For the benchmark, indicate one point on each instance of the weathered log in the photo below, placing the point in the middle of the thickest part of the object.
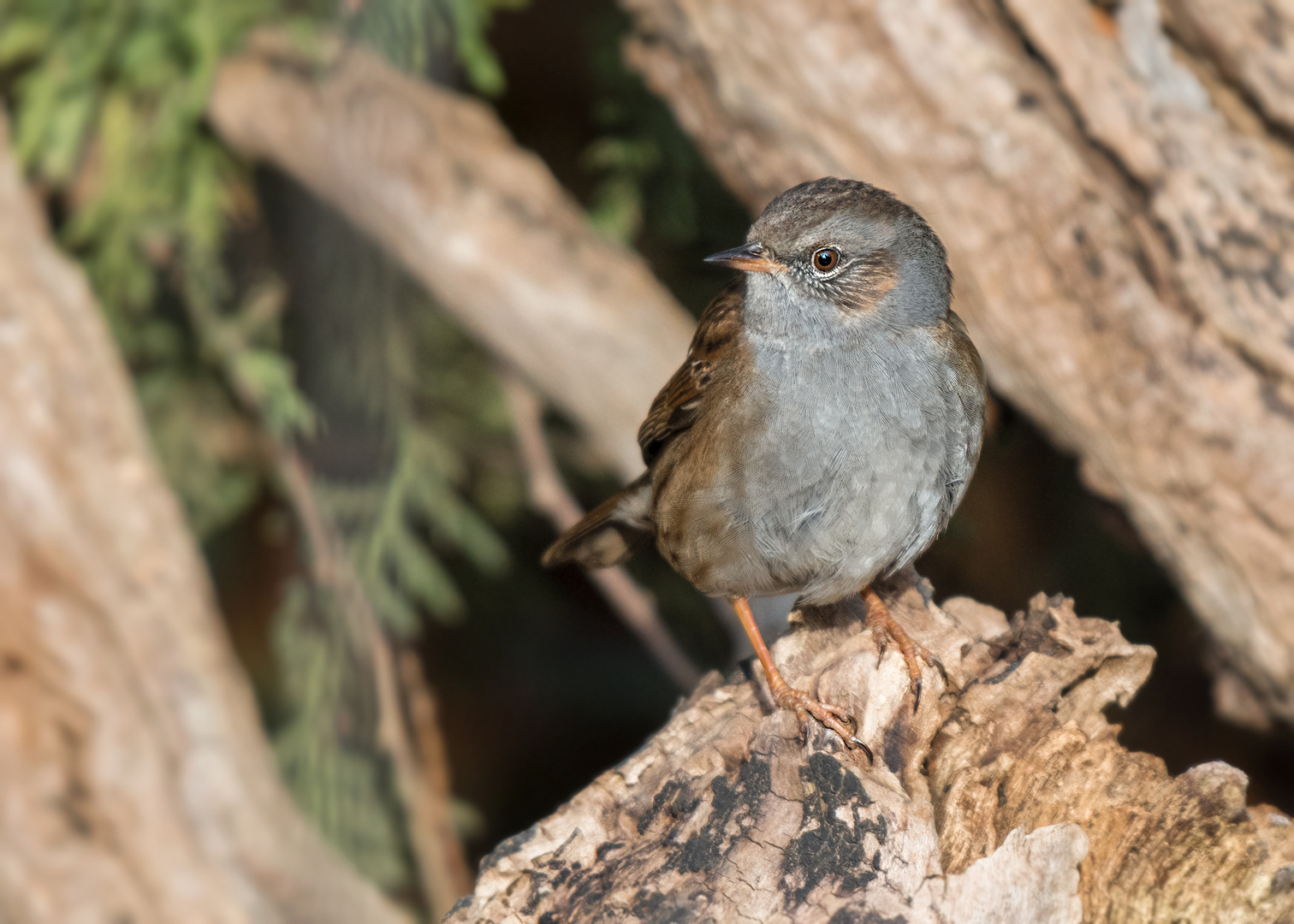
(435, 179)
(135, 780)
(1005, 797)
(1119, 222)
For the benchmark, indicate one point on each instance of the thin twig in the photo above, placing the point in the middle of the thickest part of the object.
(550, 496)
(437, 852)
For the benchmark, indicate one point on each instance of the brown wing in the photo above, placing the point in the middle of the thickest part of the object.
(679, 403)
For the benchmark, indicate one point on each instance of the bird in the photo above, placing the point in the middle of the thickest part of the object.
(822, 429)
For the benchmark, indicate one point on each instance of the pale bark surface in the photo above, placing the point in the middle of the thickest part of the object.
(483, 224)
(1006, 797)
(1119, 220)
(135, 780)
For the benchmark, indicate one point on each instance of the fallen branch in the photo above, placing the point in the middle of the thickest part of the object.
(1119, 220)
(1006, 797)
(138, 782)
(434, 177)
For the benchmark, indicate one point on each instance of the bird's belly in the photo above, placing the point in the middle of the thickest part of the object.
(819, 502)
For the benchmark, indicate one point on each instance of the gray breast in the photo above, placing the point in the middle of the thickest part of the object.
(841, 470)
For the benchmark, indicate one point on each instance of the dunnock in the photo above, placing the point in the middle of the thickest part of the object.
(821, 431)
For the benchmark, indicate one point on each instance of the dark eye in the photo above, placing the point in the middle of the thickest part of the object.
(826, 259)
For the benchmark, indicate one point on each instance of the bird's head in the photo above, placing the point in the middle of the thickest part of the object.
(848, 247)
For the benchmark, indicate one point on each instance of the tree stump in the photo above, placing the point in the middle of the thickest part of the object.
(1003, 797)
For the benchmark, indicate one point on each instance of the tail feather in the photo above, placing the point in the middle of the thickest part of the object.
(608, 533)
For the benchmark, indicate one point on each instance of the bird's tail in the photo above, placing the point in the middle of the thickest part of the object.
(608, 533)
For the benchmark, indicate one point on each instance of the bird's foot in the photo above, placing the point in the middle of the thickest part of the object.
(831, 716)
(882, 623)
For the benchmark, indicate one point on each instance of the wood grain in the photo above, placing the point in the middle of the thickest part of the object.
(1006, 797)
(483, 224)
(1119, 222)
(138, 785)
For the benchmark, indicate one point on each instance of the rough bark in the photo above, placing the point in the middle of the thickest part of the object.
(1119, 216)
(1005, 797)
(136, 782)
(483, 224)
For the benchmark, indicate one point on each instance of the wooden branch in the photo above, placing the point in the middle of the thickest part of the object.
(421, 773)
(138, 783)
(435, 179)
(1005, 799)
(1119, 220)
(550, 496)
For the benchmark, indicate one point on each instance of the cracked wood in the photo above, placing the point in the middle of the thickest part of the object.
(1005, 797)
(1119, 212)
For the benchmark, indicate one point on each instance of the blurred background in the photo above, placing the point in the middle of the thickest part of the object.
(254, 318)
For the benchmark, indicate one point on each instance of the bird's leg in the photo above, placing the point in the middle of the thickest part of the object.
(880, 620)
(786, 696)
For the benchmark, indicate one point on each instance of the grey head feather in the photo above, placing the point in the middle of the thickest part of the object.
(885, 249)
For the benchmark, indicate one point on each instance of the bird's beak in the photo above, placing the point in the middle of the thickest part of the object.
(748, 258)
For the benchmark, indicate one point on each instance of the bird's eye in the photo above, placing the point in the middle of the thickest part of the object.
(826, 259)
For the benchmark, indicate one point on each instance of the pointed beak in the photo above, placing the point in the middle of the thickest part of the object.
(748, 258)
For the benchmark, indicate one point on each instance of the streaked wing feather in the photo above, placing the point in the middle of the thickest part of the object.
(679, 403)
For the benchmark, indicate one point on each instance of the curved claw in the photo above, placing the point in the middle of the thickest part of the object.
(829, 716)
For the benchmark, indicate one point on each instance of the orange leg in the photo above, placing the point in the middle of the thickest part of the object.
(880, 620)
(787, 696)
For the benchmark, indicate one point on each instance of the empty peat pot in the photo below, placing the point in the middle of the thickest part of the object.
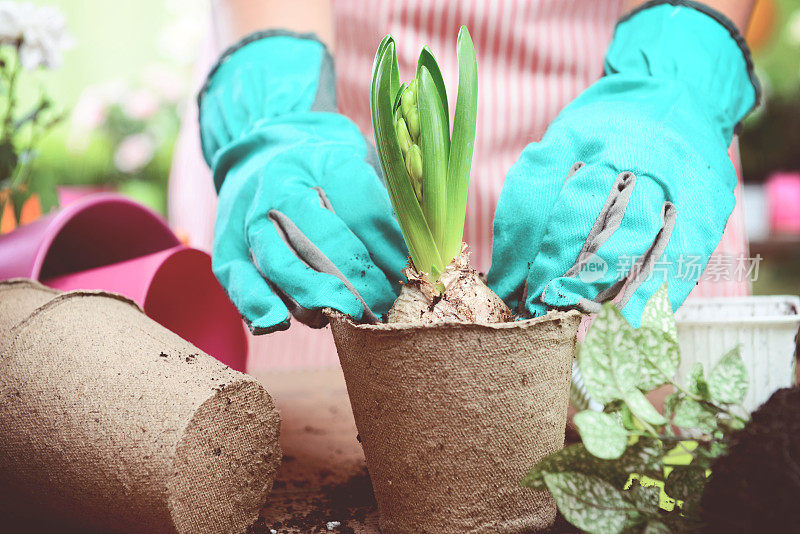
(112, 423)
(453, 415)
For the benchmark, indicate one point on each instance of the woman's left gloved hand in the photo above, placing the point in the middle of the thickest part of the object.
(632, 179)
(303, 220)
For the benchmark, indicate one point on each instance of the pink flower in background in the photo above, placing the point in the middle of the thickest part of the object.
(90, 110)
(39, 30)
(141, 104)
(134, 152)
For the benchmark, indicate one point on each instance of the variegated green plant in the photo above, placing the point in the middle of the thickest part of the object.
(426, 168)
(633, 472)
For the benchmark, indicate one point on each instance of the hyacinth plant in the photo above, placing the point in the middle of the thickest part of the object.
(427, 170)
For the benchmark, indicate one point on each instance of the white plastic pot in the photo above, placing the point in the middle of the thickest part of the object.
(764, 327)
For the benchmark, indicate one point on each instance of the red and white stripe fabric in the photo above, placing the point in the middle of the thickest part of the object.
(534, 57)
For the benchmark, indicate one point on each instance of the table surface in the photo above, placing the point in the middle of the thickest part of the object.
(323, 477)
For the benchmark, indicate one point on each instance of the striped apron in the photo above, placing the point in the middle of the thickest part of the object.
(534, 57)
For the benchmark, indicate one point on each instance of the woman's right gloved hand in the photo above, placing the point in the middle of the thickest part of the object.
(303, 221)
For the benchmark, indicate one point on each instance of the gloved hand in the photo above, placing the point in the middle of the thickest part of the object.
(303, 221)
(632, 180)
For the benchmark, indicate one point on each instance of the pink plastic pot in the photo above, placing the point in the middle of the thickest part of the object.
(176, 288)
(108, 242)
(783, 199)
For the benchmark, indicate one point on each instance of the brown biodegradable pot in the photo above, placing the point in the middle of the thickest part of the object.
(111, 422)
(452, 416)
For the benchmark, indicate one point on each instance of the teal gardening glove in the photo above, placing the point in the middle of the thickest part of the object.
(632, 180)
(303, 221)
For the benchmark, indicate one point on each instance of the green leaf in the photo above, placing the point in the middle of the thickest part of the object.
(656, 527)
(643, 457)
(610, 359)
(427, 60)
(589, 503)
(575, 458)
(435, 145)
(686, 483)
(670, 403)
(658, 314)
(462, 144)
(417, 234)
(602, 434)
(692, 414)
(641, 407)
(696, 382)
(660, 357)
(728, 380)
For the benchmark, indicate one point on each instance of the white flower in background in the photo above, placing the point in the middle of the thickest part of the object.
(40, 32)
(134, 152)
(141, 104)
(90, 110)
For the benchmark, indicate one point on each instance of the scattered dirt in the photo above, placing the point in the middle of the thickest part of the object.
(345, 502)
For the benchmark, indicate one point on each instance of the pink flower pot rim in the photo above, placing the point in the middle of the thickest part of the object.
(66, 214)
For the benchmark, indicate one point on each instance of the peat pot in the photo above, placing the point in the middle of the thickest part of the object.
(453, 415)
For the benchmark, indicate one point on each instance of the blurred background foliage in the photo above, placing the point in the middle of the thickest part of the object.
(127, 80)
(124, 85)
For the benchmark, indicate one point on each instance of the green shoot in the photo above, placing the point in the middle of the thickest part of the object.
(426, 172)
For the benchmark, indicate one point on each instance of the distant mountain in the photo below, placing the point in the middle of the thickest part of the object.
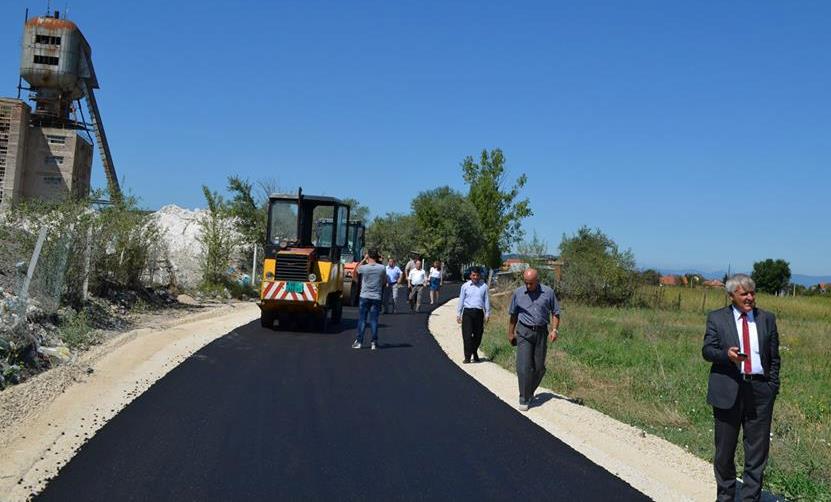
(801, 279)
(810, 280)
(717, 274)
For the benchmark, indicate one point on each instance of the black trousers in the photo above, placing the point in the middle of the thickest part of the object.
(473, 324)
(752, 412)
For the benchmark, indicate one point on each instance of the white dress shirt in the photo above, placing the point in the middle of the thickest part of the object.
(753, 352)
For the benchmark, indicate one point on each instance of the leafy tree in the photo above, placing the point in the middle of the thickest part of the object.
(535, 253)
(394, 235)
(650, 277)
(356, 210)
(448, 226)
(771, 276)
(218, 239)
(500, 214)
(595, 271)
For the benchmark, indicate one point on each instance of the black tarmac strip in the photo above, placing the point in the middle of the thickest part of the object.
(287, 415)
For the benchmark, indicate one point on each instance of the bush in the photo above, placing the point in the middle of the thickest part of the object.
(219, 240)
(595, 272)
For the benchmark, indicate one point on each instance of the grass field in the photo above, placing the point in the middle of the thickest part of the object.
(643, 366)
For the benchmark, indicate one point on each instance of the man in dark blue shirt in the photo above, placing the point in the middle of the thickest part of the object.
(533, 308)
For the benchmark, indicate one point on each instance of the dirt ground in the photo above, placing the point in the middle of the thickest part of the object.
(46, 419)
(654, 466)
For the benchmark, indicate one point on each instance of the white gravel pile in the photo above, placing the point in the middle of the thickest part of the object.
(182, 229)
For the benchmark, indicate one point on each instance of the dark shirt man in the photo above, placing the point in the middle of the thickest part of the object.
(742, 342)
(531, 308)
(473, 312)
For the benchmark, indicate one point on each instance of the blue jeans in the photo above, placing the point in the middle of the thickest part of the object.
(373, 307)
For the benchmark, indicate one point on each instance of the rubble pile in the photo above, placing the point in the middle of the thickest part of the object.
(182, 229)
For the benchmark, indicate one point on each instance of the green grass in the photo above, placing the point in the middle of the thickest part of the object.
(643, 366)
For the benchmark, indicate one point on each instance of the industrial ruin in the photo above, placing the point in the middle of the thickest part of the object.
(46, 148)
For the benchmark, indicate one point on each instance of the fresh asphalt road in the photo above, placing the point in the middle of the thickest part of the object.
(272, 415)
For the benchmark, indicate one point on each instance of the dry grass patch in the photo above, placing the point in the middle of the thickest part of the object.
(643, 366)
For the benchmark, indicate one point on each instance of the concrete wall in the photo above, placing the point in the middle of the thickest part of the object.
(58, 163)
(14, 128)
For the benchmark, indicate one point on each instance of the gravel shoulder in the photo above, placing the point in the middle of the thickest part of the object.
(656, 467)
(45, 420)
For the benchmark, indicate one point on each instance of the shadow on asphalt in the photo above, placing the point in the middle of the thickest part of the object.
(544, 397)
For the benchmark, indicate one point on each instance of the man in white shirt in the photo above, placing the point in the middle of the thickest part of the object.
(416, 281)
(391, 291)
(742, 342)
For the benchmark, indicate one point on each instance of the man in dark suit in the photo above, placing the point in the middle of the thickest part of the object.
(742, 342)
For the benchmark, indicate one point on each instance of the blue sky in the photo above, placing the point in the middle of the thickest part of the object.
(698, 134)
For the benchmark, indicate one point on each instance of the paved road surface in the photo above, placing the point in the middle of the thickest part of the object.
(271, 415)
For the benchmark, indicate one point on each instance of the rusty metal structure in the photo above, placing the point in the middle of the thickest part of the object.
(56, 63)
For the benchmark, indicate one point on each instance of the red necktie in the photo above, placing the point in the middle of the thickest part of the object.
(746, 341)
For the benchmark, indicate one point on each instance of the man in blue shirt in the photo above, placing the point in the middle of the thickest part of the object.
(533, 307)
(391, 292)
(473, 312)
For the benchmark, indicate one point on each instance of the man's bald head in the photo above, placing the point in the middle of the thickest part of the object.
(531, 278)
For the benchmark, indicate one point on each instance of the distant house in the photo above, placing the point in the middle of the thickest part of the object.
(516, 263)
(673, 280)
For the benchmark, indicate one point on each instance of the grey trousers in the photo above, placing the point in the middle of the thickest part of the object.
(532, 345)
(752, 413)
(391, 298)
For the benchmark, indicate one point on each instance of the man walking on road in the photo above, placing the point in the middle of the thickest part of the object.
(416, 281)
(533, 307)
(742, 342)
(391, 292)
(373, 276)
(473, 312)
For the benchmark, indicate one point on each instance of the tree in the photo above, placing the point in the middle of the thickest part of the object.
(500, 214)
(595, 271)
(394, 235)
(771, 276)
(356, 210)
(535, 253)
(218, 239)
(448, 226)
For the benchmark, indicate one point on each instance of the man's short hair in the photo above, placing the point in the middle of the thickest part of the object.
(739, 280)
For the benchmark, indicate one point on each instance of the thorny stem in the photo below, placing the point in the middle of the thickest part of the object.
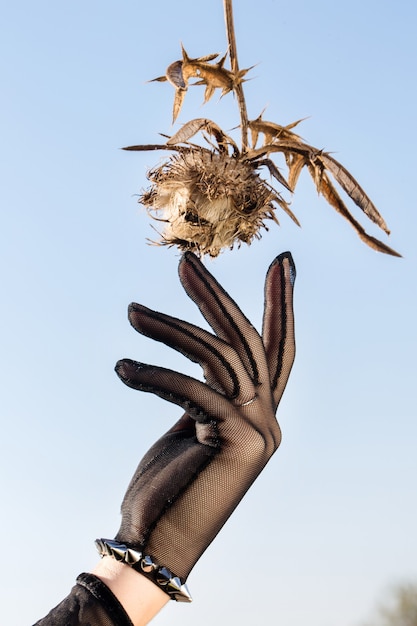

*WHAT THIS TASK INVOLVES:*
Copy out every line of the items above that contains the word "road". Case counts.

*EXERCISE RESPONSE:*
For the benchmark, indicate one point on each instance of the fresh asphalt road in the photo above, placing the point in the middle of the thickest part of the object.
For the benchmark, indicate one point on each instance of the paved road surface in the photo above, placing the point in the middle of the thickest part of the object.
For the benchmark, indicate one point on each instance of the man walking on road in the photo above, placing the point in the middle of the thickest part of the object.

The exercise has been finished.